▶ [To do] Every line of the material needs an exact copy, apart from the images.

'''

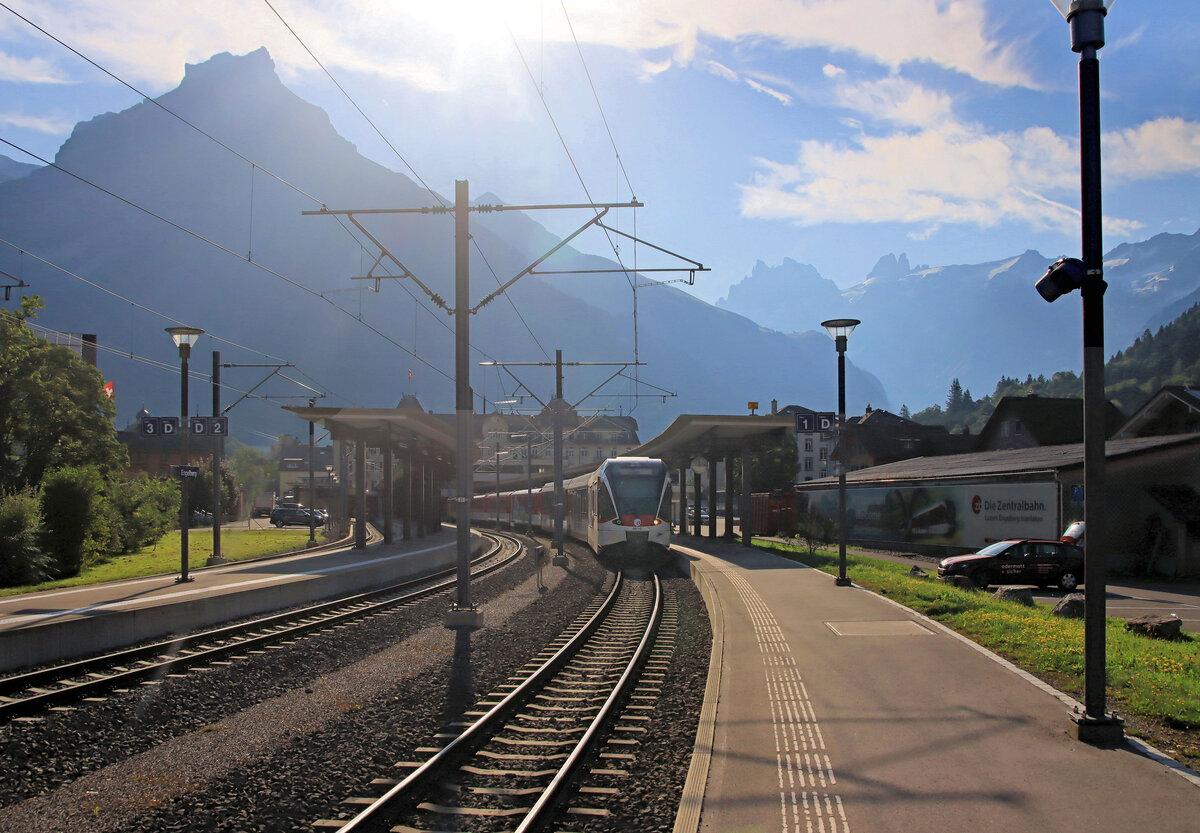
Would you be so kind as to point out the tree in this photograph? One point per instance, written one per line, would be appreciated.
(53, 407)
(954, 399)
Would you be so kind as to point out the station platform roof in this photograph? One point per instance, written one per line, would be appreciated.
(384, 426)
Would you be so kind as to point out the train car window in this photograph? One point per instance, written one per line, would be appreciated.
(607, 510)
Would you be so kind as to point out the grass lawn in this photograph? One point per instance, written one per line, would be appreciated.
(163, 556)
(1153, 684)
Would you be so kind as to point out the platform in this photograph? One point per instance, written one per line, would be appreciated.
(834, 709)
(52, 625)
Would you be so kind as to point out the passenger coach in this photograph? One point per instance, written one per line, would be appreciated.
(622, 511)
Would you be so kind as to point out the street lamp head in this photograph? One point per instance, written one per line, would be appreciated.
(1086, 18)
(840, 328)
(1068, 7)
(184, 337)
(1065, 275)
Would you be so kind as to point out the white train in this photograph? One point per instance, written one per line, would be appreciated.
(622, 510)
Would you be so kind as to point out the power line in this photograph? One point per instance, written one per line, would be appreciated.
(228, 251)
(407, 165)
(255, 166)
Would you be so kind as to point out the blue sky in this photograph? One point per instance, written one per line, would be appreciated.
(827, 131)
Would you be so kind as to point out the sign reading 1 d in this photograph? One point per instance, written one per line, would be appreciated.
(209, 426)
(816, 421)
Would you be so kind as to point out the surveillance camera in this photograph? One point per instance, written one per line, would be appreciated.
(1063, 275)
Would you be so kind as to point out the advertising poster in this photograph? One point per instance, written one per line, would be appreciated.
(960, 515)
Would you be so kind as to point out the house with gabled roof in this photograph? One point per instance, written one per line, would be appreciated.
(1033, 421)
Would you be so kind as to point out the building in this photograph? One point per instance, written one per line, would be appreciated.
(814, 449)
(1030, 421)
(880, 437)
(1173, 409)
(511, 442)
(958, 503)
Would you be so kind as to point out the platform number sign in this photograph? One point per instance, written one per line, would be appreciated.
(819, 421)
(209, 426)
(160, 426)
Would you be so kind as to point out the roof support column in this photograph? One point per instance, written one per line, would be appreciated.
(729, 496)
(712, 497)
(683, 498)
(360, 485)
(408, 493)
(387, 491)
(745, 508)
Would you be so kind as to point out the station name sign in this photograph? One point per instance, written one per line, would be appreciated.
(815, 423)
(168, 426)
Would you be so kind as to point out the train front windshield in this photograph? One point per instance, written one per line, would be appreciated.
(636, 487)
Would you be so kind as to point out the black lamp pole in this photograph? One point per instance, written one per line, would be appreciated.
(1086, 19)
(184, 339)
(840, 330)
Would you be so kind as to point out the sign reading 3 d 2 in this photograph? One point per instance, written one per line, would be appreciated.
(160, 426)
(214, 426)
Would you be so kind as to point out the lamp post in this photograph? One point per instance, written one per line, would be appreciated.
(184, 339)
(840, 330)
(1086, 19)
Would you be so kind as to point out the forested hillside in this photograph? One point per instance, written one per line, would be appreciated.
(1168, 357)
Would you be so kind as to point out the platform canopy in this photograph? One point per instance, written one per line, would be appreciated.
(384, 427)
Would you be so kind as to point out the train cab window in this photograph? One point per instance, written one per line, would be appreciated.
(606, 509)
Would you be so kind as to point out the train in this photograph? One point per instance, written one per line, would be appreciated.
(622, 511)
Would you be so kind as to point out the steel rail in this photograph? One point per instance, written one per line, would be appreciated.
(514, 701)
(228, 637)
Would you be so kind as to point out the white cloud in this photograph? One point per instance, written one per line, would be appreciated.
(783, 97)
(721, 71)
(953, 175)
(30, 71)
(42, 124)
(894, 99)
(1153, 149)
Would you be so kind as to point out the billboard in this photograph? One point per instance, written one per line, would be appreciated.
(959, 515)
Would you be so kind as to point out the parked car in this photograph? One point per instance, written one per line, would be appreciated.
(283, 516)
(1074, 534)
(1019, 562)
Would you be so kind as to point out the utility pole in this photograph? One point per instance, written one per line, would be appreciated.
(463, 613)
(557, 408)
(217, 456)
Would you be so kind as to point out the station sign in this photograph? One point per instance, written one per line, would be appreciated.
(209, 426)
(817, 421)
(160, 426)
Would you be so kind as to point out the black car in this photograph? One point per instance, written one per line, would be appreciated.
(1019, 562)
(283, 516)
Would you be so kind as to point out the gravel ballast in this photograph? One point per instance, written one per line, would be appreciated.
(281, 738)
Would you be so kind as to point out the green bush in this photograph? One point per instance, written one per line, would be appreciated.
(147, 508)
(73, 511)
(22, 562)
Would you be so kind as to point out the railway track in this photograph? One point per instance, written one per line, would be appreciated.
(529, 744)
(61, 685)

'''

▶ [Answer box]
Would you be so kind as to point out the tree in this photograph? One point per instance, written one per line, would be appreciated.
(53, 407)
(954, 399)
Would you be so kind as to point out the station platform roof in this photograph? One point per instance, written one per line, would be appreciated.
(384, 426)
Would you be so kind as to point out the train car window in this photograph? One point per instance, written one per line, would be appreciated.
(607, 510)
Would you be so kind as to point out the grass lawn in this photograph? One point per instance, written one per line, would be appreciated.
(163, 556)
(1153, 684)
Would you be so kind as to point out the platform in this photograph? One point per instance, written one per line, would be appreciated.
(834, 709)
(52, 625)
Would you be so kind as to point out the passenger coach in this photograph? One point per instance, written one per line, would be appreciated.
(622, 511)
Would you be so kind as to point out the street lamp head in this photograph? One point per instance, written one per line, would be appreciated.
(1086, 18)
(840, 328)
(1068, 7)
(184, 337)
(1065, 275)
Would you be so kind as to point out the white train in this photograph? One point per instance, written one per line, would be appreciated.
(622, 510)
Would you be so kind as to point out the power line in this photograph? One point per instance, written one per line, would be appreciated.
(228, 251)
(407, 165)
(255, 166)
Would you be so kind as to point out the blue sky in this photograph? One point per instance, written one per line, would be appreciated.
(827, 131)
Would you be so kind as to point out the sign reading 1 d in this photograph? One point per instance, written one per line, would be appreciated.
(209, 426)
(816, 421)
Would you be so kind as to point out the surveillance camera in this photograph? One point per instance, written one per line, would be appreciated.
(1063, 275)
Would you be so kind as to point out the advertising poster in this photograph? One point per instance, written one per line, would be appreciated.
(960, 515)
Would you be so kind as to point out the house with gabled roof in this photograph? One point per instance, written one per line, would be appreciated.
(1033, 421)
Would you be so kind as to point out the building in this photograph? One point per instance, written one per line, would be appreciated.
(814, 449)
(1030, 421)
(880, 437)
(1173, 409)
(511, 442)
(958, 503)
Would you be so kind as to point out the platform number sign in this photograph? One point per instance, written one per line, would be appreciated.
(819, 421)
(209, 426)
(160, 426)
Would you be so kind as to point out the roof support column in this photograph? One point per instance, written one per line, would be appreciated.
(729, 496)
(712, 497)
(683, 498)
(360, 485)
(408, 493)
(387, 491)
(745, 508)
Would you be so kind as to point out the station name sign in this photograph? One point per instance, written one per line, would be appreciated.
(815, 423)
(168, 426)
Would you be so kind as to point out the train front windshield in this photograph? One point per instance, written one per line, would be appreciated.
(636, 487)
Would you be so kind as to point out the black lamp pole in this photograph? One point per instance, written one per line, would be appreciated.
(1086, 19)
(184, 339)
(840, 330)
Would you be so kind as to point out the sign reading 3 d 2 in this photograph? One point per instance, written one per line, would be appreciated.
(160, 426)
(214, 426)
Would you be so kind as to point out the lamp post in this photograph? One point per instance, written one per line, would be appreciated.
(184, 339)
(840, 330)
(1086, 19)
Would you be so kind as to point out the forested hillside in this photograph? One point per instance, written one per line, would be appreciated.
(1168, 357)
Would you be so kind as to point out the platform canopy in this photograph? One point per instance, written one per line, would be appreciated.
(384, 427)
Would you be so kind as to point out the train cab window in this photograph? One point per instance, written one per line, would be appreciated.
(606, 509)
Would you be so kind as to point out the train in this photograph? One point per instance, written one per line, would be appreciated.
(622, 511)
Would you be so kind as to point out the steel rail in this photograph? One point per instance, written one per line, would be appreciated.
(514, 701)
(228, 637)
Would you be so kind as to point out the white cloud in this photograph? One point per instance, written one per line, would be appreciated.
(783, 97)
(721, 71)
(953, 175)
(30, 71)
(42, 124)
(894, 99)
(1153, 149)
Would you be so kind as to point out the billboard in this photograph? One point per instance, written one per line, would be appreciated.
(959, 515)
Would you be so kind as to point out the parked car in this photograph? One point per instance, written one per line, would be appreciated.
(283, 516)
(1074, 534)
(1019, 562)
Would you be so kind as to point out the utility pole in this photograph? One point per instance, written one per line, would be appreciated.
(463, 613)
(557, 408)
(217, 456)
Would you be so kind as to point out the station sign in this photograph? One point per instance, written one per line, would be appreciated.
(209, 426)
(817, 421)
(160, 426)
Would you be so kind as to point out the black car in this photograph? One point per instance, written one per line, would be appreciated.
(1019, 562)
(283, 516)
Would you be so kind as to point out the gravel ballast in this photograph? One point per instance, written one per line, would be appreciated.
(281, 738)
Would you be so kind as to point out the green bush in this photograph? One point per instance, written one per line, would be appreciated.
(147, 508)
(73, 511)
(22, 562)
Would you be so kind as to point out the railway track in this photograph? One point per instance, written one per line, would be appreciated.
(529, 744)
(61, 685)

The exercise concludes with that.